__AUFGABE 1__.
Schreib aus dem Text über den Ölmarkt den Abschnitt von „Noch bis Dienstag“ bis „scheint (Grafik 1).“ wortgetreu ab.
__AUFGABE 2__.
In welcher Spanne lag der Ölpreis laut dem Text über den Ölmarkt seit knapp einem Jahr meistens?

Neue Sorgen am Ölmarkt
16.06.2014 | Eugen Weinberg (Commerzbank)
Noch bis Anfang der Woche schien die Welt am Ölmarkt in Ordnung. Die OPEC bestätigte zum fünften Mal in Folge ihr Produktionsziel von 30 Mio. Barrel pro Tag, was aufgrund des seit einem Jahr seitwärts pendelnden Brentölpreis weithin erwartet worden war. Dass das Gleichgewicht am Markt aber keineswegs so stabil ist wie es zuletzt den Anschein hatte, zeigen die letzten 24 Stunden.
Die Zuspitzung der Situation im Irak ließ den Ölpreis binnen eines Tages um fast fünf Dollar nach oben schnellen. Wir zeigen die Risiken für die momentan ausgeglichene Marktbilanz auf, die nicht nur in Angebotsausfällen, sondern auch in einem möglichen Überangebot am Markt liegen. Unter der Annahme, dass die Situation im Irak nicht eskaliert, dürfte der Brentölpreis jedoch in seiner Handelsspanne verharren.
Noch bis Dienstag war die Welt am Ölmarkt schön und heil: Wie erwartet bestätigte die OPEC auf ihrer halbjährlichen Sitzung zum fünften Mal in Folge ihr Produktionsziel. Schließlich handelt der Ölpreis seit knapp einem Jahr zumeist in einer engen Spanne zwischen 105 und 115 USD je Barrel, was sowohl für Produzenten als auch für Konsumenten ein komfortables oder zumindest akzeptables Niveau scheint (Grafik 1).

__BEREITGESTELLTES MATERIAL__.
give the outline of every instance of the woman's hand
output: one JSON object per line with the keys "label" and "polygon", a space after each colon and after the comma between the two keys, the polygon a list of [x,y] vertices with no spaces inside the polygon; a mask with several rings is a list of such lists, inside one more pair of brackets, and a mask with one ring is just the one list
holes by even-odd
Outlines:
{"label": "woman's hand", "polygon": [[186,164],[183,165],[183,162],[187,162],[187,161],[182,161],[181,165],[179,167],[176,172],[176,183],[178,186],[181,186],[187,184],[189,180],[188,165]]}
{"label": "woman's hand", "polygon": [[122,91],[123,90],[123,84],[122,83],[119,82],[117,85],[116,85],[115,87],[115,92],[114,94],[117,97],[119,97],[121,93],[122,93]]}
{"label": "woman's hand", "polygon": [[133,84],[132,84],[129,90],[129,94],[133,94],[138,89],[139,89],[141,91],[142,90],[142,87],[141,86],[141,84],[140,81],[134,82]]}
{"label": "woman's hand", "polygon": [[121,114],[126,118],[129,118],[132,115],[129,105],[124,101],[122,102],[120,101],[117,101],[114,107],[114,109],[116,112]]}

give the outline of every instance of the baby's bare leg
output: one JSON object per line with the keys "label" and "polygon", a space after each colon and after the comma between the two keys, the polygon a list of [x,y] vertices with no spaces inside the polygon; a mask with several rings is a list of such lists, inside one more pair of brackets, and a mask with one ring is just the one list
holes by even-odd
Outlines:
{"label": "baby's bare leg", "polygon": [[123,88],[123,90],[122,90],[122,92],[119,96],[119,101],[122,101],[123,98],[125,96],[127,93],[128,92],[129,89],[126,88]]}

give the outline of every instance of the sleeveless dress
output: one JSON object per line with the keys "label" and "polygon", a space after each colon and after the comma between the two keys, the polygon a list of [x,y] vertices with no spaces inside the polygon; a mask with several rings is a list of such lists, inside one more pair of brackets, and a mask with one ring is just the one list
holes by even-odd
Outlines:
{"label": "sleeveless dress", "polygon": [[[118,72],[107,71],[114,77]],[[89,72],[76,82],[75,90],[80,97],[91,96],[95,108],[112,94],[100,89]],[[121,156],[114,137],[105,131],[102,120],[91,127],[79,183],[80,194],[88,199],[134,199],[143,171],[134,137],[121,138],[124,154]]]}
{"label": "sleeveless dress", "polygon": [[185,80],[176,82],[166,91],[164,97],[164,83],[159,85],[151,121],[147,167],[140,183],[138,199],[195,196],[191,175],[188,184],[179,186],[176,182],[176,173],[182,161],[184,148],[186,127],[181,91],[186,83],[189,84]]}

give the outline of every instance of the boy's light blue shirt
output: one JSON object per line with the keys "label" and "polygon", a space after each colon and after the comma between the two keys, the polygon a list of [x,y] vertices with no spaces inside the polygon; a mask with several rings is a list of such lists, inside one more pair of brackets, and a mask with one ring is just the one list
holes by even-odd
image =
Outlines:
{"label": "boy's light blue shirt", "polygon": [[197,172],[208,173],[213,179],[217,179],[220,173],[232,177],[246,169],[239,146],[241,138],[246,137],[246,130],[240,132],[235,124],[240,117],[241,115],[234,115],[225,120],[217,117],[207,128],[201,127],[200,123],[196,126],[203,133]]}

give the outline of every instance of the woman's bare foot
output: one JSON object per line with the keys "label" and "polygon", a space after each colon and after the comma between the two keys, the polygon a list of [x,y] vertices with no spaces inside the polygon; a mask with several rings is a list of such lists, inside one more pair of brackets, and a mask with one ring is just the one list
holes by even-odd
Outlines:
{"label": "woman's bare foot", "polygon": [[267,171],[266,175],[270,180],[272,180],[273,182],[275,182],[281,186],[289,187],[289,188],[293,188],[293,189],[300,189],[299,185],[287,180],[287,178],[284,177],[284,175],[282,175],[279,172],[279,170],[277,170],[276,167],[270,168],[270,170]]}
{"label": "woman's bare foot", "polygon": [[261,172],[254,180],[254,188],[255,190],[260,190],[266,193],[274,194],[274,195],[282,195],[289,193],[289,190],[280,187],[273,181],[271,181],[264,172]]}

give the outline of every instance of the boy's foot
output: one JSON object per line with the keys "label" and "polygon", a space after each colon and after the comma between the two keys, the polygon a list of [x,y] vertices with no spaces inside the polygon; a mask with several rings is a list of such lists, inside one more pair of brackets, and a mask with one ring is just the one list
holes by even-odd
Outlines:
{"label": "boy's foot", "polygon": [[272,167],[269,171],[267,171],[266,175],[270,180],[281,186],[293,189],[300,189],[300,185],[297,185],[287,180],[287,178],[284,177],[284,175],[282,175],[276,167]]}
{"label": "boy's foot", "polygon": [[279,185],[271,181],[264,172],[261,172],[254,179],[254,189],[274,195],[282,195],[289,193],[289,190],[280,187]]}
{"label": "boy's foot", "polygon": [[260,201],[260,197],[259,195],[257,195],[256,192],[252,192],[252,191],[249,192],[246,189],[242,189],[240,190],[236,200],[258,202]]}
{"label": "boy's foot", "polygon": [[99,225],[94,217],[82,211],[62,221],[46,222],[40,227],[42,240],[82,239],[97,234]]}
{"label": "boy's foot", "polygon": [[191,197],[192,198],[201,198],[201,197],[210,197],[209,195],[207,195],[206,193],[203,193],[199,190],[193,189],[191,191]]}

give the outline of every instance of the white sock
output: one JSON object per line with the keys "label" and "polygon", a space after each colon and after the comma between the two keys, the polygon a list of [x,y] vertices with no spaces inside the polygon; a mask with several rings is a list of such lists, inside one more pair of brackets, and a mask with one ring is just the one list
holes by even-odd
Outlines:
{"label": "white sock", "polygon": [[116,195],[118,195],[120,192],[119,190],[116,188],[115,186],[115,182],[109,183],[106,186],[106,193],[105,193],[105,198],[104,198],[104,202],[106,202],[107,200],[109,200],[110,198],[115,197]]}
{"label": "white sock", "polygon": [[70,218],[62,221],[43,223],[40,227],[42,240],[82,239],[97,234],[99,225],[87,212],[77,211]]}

__LÖSUNG 1__.
Noch bis Dienstag war die Welt am Ölmarkt schön und heil: Wie erwartet bestätigte die OPEC auf ihrer halbjährlichen Sitzung zum fünften Mal in Folge ihr Produktionsziel. Schließlich handelt der Ölpreis seit knapp einem Jahr zumeist in einer engen Spanne zwischen 105 und 115 USD je Barrel, was sowohl für Produzenten als auch für Konsumenten ein komfortables oder zumindest akzeptables Niveau scheint (Grafik 1).

__LÖSUNG 2__.
Zwischen 105 und 115 USD je Barrel.